***** Texto de apoyo
Fragmento como espacio: elemental centro al interior de un universo sin
centros. En la ausencia de un centro único definido, cualquier espacio,
cualquier fragmento puede concebirse como centro. Recuerdo el ejemplo del Aleph
borgiano y su imagen de una obra, palabra o superficie capaz de recoger y
reflejar todos los lugares y todos los saberes, todas las experiencias y todos
los gestos.
"Fragmento —define Blanchot— (es) lo poco a poco de lo
súbitamente". Lo fragmentario es irregularidad, espontánea
discontinuidad, interrupción, salto por entre inspiraciones y memorias,
fijación de detalles. Para el fragmento lo incesante no existe. La
interrupción, el hito, los puntos suspensivos, las pausas naturales de todo
nombrar, las necesarias treguas del pensar, el silencio que acrecienta y
refuerza el efecto de las palabras, son el alma y la única continuidad del
fragmento. No alude nunca a falta de sentido. Él se sostiene por sí mismo. Es
vitalidad de lo precario; forma volandera de lo fugaz; dispersión que exige
siempre, eso sí, alguna forma de coherencia. En Humano, demasiado humano,
Nietzsche hace referencia a lo "incompleto como atractivo artístico".
Y acota: "lo incompleto produce a menudo más efecto que lo completo... Lo
completo produce un efecto de debilitamiento". Paul Valéry, por su parte,
habló de la "belleza del detalle"; belleza de lo súbito, de lo
parcial, de lo imprevisto. Quizá algo parecido a eso que alguna vez señaló
Borges: que aún en las obras más mediocres, podía ser posible un instante de
belleza, un fugaz deslumbramiento.
**********
***** Listado proporcionado
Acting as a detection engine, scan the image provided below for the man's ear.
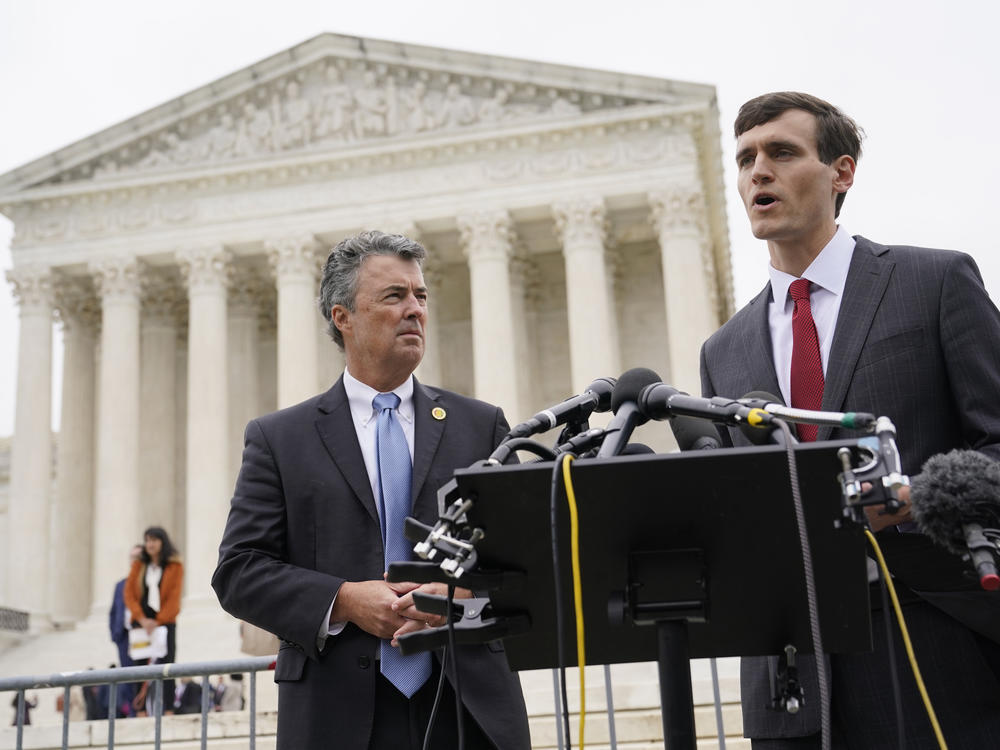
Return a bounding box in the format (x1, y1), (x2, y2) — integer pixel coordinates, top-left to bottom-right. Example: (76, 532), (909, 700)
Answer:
(830, 154), (857, 193)
(330, 305), (351, 334)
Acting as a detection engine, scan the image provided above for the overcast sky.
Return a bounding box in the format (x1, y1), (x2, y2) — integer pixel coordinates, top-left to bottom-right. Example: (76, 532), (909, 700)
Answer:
(0, 0), (1000, 435)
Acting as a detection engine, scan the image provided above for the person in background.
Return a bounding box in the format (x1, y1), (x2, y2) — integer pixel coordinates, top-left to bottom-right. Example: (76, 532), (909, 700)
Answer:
(108, 544), (142, 716)
(124, 526), (184, 713)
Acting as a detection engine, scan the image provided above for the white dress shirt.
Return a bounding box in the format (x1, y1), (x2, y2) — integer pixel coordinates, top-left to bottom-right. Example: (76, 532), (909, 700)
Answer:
(767, 227), (855, 406)
(316, 369), (416, 650)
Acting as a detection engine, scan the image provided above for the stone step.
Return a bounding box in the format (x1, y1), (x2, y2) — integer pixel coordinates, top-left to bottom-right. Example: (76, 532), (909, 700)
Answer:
(0, 705), (750, 750)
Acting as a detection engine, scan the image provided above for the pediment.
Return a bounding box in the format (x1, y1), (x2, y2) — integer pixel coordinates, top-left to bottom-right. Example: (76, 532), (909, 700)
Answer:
(0, 34), (715, 196)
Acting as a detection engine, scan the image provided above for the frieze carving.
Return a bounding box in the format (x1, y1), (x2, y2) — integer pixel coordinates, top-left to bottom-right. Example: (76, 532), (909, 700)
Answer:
(139, 269), (187, 325)
(59, 59), (632, 181)
(229, 266), (270, 315)
(648, 191), (719, 318)
(264, 233), (325, 280)
(174, 245), (232, 295)
(648, 187), (708, 236)
(7, 265), (54, 313)
(88, 255), (142, 302)
(457, 210), (516, 263)
(53, 274), (101, 333)
(552, 196), (608, 248)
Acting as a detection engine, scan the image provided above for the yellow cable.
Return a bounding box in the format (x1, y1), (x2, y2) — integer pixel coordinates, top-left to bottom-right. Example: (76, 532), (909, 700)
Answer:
(563, 455), (587, 747)
(865, 529), (948, 750)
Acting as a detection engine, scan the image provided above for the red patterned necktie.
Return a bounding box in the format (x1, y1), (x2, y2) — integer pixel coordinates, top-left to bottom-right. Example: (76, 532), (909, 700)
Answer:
(788, 279), (824, 442)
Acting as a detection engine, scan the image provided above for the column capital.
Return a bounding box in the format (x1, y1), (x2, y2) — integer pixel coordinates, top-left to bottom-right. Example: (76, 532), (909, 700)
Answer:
(552, 196), (608, 246)
(139, 272), (185, 325)
(88, 255), (142, 301)
(264, 232), (318, 279)
(379, 216), (420, 242)
(7, 264), (54, 312)
(458, 210), (516, 261)
(174, 245), (233, 294)
(647, 185), (708, 236)
(52, 274), (101, 331)
(229, 267), (266, 314)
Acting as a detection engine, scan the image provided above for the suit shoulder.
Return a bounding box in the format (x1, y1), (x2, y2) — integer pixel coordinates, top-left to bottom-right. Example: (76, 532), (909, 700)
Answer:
(855, 235), (975, 268)
(704, 286), (770, 353)
(251, 393), (326, 428)
(420, 383), (500, 415)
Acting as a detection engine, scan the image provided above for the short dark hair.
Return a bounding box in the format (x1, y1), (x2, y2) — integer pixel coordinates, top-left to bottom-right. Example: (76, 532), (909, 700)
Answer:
(733, 91), (865, 217)
(140, 526), (180, 568)
(319, 230), (427, 350)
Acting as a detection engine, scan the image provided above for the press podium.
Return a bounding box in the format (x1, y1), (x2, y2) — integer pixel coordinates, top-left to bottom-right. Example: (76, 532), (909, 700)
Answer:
(455, 441), (871, 748)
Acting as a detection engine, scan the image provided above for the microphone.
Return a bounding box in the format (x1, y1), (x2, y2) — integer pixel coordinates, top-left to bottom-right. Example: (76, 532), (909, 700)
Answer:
(597, 367), (660, 458)
(639, 383), (773, 427)
(740, 391), (799, 445)
(669, 416), (724, 451)
(740, 394), (878, 432)
(910, 450), (1000, 591)
(505, 378), (618, 440)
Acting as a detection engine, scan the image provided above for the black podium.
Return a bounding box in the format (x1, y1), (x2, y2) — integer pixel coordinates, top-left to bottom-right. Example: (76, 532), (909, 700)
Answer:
(455, 441), (871, 748)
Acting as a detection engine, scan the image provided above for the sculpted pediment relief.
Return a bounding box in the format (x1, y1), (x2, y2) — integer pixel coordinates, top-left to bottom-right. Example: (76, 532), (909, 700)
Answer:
(48, 57), (662, 184)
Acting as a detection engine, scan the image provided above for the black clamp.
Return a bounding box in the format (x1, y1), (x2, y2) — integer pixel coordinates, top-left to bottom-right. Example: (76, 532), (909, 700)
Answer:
(397, 591), (531, 655)
(770, 644), (805, 714)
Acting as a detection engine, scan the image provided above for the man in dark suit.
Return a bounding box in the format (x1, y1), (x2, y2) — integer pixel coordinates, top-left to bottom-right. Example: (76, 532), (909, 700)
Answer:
(701, 92), (1000, 750)
(212, 232), (530, 750)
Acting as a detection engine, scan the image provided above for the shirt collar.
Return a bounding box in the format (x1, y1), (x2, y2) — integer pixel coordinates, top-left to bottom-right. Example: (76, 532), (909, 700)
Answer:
(344, 368), (414, 425)
(767, 226), (855, 304)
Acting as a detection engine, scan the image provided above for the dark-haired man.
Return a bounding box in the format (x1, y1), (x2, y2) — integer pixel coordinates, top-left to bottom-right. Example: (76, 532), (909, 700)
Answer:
(212, 232), (529, 750)
(701, 92), (1000, 750)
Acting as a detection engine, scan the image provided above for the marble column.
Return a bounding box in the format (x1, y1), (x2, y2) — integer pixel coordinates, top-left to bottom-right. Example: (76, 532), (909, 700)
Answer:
(648, 187), (719, 394)
(416, 258), (444, 385)
(226, 268), (263, 485)
(458, 211), (524, 421)
(552, 197), (621, 393)
(90, 257), (142, 617)
(266, 235), (321, 408)
(258, 308), (278, 420)
(177, 245), (233, 610)
(5, 266), (53, 630)
(139, 273), (182, 544)
(48, 277), (101, 625)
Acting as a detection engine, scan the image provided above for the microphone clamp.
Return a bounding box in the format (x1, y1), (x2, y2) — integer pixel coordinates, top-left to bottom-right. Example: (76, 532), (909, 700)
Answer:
(837, 417), (910, 523)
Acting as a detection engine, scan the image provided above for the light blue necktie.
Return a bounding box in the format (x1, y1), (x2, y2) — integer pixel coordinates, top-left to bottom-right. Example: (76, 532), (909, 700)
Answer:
(372, 393), (431, 698)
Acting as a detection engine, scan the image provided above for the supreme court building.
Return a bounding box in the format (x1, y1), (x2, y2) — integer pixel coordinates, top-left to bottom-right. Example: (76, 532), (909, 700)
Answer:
(0, 34), (733, 660)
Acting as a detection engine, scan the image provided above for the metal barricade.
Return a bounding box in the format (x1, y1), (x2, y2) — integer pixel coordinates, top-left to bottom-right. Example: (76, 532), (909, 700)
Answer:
(0, 656), (277, 750)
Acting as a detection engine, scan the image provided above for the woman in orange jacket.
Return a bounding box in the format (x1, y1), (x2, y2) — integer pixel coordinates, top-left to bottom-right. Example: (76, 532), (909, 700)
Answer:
(124, 526), (184, 714)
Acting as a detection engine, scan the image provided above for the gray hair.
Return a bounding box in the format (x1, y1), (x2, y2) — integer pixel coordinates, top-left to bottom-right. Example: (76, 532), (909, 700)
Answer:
(319, 230), (427, 350)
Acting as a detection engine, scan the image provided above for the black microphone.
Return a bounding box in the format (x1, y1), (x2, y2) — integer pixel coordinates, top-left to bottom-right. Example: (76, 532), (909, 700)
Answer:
(910, 450), (1000, 591)
(669, 416), (724, 451)
(597, 367), (660, 458)
(740, 391), (799, 445)
(639, 383), (773, 427)
(506, 378), (618, 439)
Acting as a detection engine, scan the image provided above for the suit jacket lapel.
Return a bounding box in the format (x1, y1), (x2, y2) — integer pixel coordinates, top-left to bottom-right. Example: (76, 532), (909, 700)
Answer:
(740, 283), (781, 400)
(316, 376), (378, 524)
(816, 236), (895, 440)
(410, 378), (447, 502)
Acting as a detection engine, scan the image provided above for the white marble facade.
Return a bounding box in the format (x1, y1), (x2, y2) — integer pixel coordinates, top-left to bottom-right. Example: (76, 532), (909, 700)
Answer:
(0, 34), (732, 629)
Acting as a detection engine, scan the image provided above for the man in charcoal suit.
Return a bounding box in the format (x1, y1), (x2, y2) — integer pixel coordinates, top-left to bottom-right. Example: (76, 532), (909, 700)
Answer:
(212, 232), (530, 750)
(701, 92), (1000, 750)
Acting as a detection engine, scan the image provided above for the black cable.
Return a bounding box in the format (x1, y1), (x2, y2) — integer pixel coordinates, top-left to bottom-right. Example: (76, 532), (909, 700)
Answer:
(446, 583), (465, 750)
(549, 453), (573, 750)
(865, 552), (906, 750)
(774, 419), (830, 750)
(423, 636), (448, 750)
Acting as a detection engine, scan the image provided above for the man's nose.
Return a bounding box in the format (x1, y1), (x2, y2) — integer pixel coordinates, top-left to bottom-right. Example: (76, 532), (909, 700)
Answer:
(750, 154), (773, 183)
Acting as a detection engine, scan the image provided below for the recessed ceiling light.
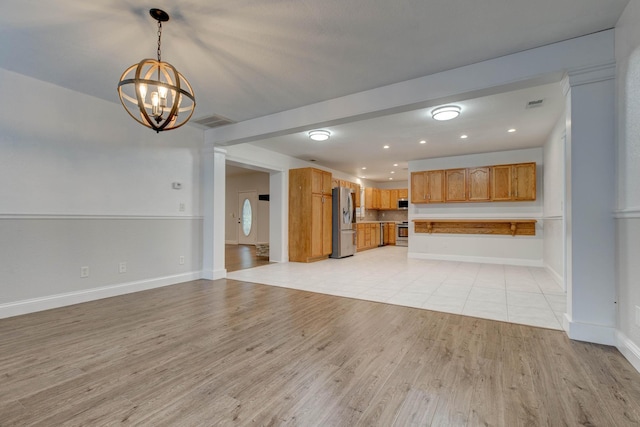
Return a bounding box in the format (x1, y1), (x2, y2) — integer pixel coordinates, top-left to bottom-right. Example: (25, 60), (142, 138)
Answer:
(309, 129), (331, 141)
(431, 105), (460, 121)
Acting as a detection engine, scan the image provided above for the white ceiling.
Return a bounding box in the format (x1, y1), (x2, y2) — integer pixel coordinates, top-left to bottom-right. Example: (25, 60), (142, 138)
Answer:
(252, 83), (564, 182)
(0, 0), (629, 180)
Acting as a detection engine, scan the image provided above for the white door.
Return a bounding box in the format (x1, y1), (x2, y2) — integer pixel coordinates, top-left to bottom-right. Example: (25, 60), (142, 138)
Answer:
(238, 191), (258, 245)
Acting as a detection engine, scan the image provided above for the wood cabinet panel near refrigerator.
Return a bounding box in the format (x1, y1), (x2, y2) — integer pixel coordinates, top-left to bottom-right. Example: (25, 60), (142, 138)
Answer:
(289, 168), (332, 262)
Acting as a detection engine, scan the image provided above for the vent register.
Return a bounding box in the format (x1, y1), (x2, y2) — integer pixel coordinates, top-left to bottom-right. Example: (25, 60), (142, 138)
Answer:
(191, 114), (235, 129)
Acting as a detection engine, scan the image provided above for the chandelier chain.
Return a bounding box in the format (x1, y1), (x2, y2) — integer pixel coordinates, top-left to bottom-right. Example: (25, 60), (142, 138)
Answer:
(158, 21), (162, 62)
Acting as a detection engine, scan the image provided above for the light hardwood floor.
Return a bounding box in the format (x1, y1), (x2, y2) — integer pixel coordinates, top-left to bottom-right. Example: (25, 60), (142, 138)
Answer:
(0, 279), (640, 426)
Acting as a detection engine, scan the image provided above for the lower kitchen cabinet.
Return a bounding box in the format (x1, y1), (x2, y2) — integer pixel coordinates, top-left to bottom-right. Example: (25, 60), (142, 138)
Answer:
(356, 222), (396, 251)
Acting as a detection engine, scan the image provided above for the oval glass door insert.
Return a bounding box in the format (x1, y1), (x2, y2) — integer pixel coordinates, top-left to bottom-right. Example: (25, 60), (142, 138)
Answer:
(242, 199), (253, 236)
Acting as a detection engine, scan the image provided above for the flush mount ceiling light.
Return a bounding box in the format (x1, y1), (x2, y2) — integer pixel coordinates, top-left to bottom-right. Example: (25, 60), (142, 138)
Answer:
(431, 105), (460, 121)
(309, 129), (331, 141)
(118, 9), (196, 132)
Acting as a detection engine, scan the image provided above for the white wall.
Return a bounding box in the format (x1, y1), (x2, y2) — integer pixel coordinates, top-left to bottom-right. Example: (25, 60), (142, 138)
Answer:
(542, 114), (566, 286)
(409, 148), (544, 266)
(616, 0), (640, 370)
(0, 69), (203, 317)
(225, 172), (270, 244)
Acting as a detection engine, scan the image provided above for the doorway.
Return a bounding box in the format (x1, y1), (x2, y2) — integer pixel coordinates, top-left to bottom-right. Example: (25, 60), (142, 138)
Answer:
(238, 190), (258, 245)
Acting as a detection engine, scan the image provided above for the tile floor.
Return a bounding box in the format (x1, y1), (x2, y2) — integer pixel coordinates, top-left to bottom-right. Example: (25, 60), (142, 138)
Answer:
(227, 246), (566, 329)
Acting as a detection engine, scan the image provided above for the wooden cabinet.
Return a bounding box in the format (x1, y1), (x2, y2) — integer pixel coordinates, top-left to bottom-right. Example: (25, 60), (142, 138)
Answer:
(491, 163), (536, 201)
(289, 168), (332, 262)
(511, 163), (536, 200)
(364, 187), (373, 209)
(387, 190), (398, 209)
(444, 169), (467, 202)
(411, 170), (444, 203)
(412, 162), (536, 203)
(383, 222), (396, 245)
(467, 166), (491, 202)
(380, 190), (390, 210)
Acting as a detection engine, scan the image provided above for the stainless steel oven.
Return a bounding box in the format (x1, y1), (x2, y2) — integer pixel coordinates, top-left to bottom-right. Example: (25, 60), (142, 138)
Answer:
(396, 221), (409, 246)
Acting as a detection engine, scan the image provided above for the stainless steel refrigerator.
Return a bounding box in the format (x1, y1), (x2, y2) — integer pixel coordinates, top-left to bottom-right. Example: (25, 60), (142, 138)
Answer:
(331, 187), (356, 258)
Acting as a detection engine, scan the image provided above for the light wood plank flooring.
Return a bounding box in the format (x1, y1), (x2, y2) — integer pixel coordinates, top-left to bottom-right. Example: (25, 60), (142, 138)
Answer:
(0, 279), (640, 426)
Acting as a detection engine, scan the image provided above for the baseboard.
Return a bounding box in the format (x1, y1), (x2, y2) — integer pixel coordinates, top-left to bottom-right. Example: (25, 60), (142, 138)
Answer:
(565, 314), (616, 346)
(201, 268), (227, 280)
(616, 331), (640, 372)
(0, 271), (201, 319)
(407, 252), (544, 267)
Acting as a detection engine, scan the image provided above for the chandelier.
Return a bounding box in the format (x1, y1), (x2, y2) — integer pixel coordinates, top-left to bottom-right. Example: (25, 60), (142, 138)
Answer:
(118, 9), (196, 133)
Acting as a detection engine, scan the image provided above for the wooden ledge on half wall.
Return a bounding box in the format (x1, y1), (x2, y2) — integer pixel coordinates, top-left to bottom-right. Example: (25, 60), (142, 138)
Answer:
(413, 218), (536, 236)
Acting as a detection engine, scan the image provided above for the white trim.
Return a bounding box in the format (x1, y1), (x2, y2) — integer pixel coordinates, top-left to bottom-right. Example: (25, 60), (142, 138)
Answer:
(613, 208), (640, 219)
(407, 252), (544, 267)
(0, 271), (201, 319)
(569, 61), (616, 87)
(564, 313), (616, 346)
(616, 331), (640, 372)
(544, 263), (566, 291)
(0, 213), (203, 220)
(408, 212), (546, 222)
(202, 269), (227, 280)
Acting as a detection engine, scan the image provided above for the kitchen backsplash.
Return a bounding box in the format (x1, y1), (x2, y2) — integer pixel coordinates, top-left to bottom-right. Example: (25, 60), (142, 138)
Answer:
(358, 209), (409, 221)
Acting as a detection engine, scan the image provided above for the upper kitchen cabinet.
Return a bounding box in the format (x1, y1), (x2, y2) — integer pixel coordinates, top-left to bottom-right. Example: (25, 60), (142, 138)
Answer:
(411, 170), (444, 203)
(444, 169), (467, 202)
(512, 163), (536, 200)
(312, 168), (332, 194)
(411, 162), (536, 203)
(467, 166), (491, 202)
(491, 163), (536, 201)
(380, 190), (390, 210)
(388, 189), (398, 209)
(289, 168), (333, 262)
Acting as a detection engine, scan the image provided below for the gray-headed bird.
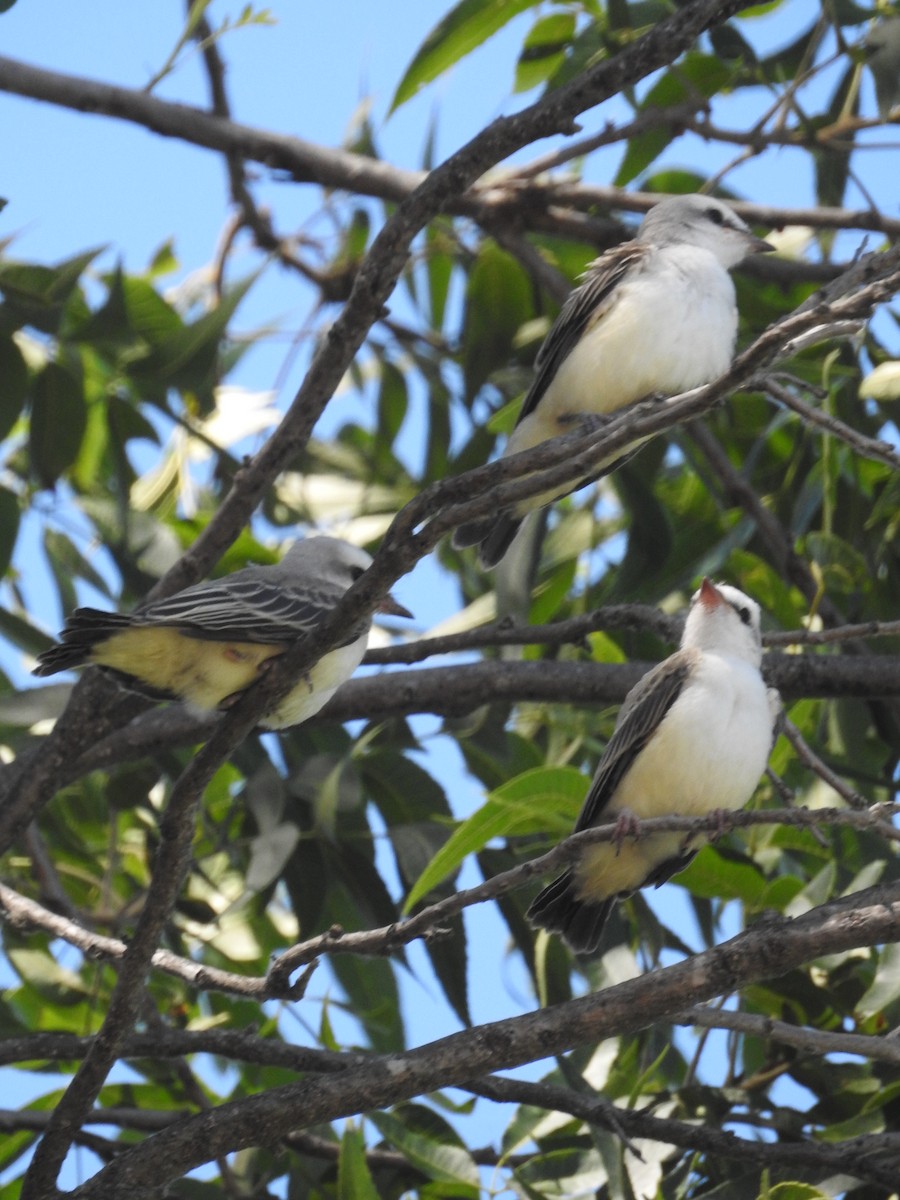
**********
# Tareas
[A] En el texto sobre el fragmento, ¿en qué obra alude Nietzsche a lo "incompleto como atractivo artístico"?
[B] Escribe una continuación del texto sobre el fragmento a partir de su última oración.

# Respuestas
[A] En *Humano, demasiado humano*.

[B]
De muchas maneras, el fragmento se relaciona a eso que podría definirse como
"escribir corto". "Escribir corto" y "escribir
largo" son resultados de dos formas diferentes de entender la escritura;
dos maneras de asumir nuestra relación con las palabras. Escribimos corto
cuando damos a cada una de éstas la importancia que merecen, cuando la palabra
que deseamos decir sólo puede ser precisamente una y ninguna otra, cuando
valoramos esa palabra por encima de todas las demás porque en ella hallamos la
hilvanación de una aleatoria exactitud o perfección. Escribir corto pareciera
favorecer que la palabra se detenga en un género en particular y se identifique
para siempre con él. Quienes escriben corto no parecieran abundar en géneros;
suelen permanecer en uno solo sobre el cual proyectan todas las amplísimas
posibilidades de la literatura.
Italo Calvino ha hablado de su propensión a escribir corto. Él mismo
explica sus razones: "Estoy convencido de que escribir en prosa no debería
ser diferente de escribir poesía; en ambos casos es búsqueda de una expresión
necesaria, única, densa, concisa, memorable. Es difícil mantener este tipo de
tensión en obras muy largas". Frente a la casi infinita diversidad de lo
que puede ser dicho, escribir corto es aceptar nombrar sólo aquello que, con
justeza, debemos, podemos o queremos nombrar. Borges, tal vez el más perfecto
ejemplo del "escribir corto", encarnaría la precisa parquedad de una
escritura que reconoce la precisión de algunas palabras elegidas por entre
todas las demás. "He reconocido —dice en El tamaño de mi esperanza—
entre miles, las nueve o diez palabras que se llevan bien con mi corazón; ya he
escrito más de un libro para poder escribir, acaso, una página. La página
justificativa, la que sea abreviatura de mi destino".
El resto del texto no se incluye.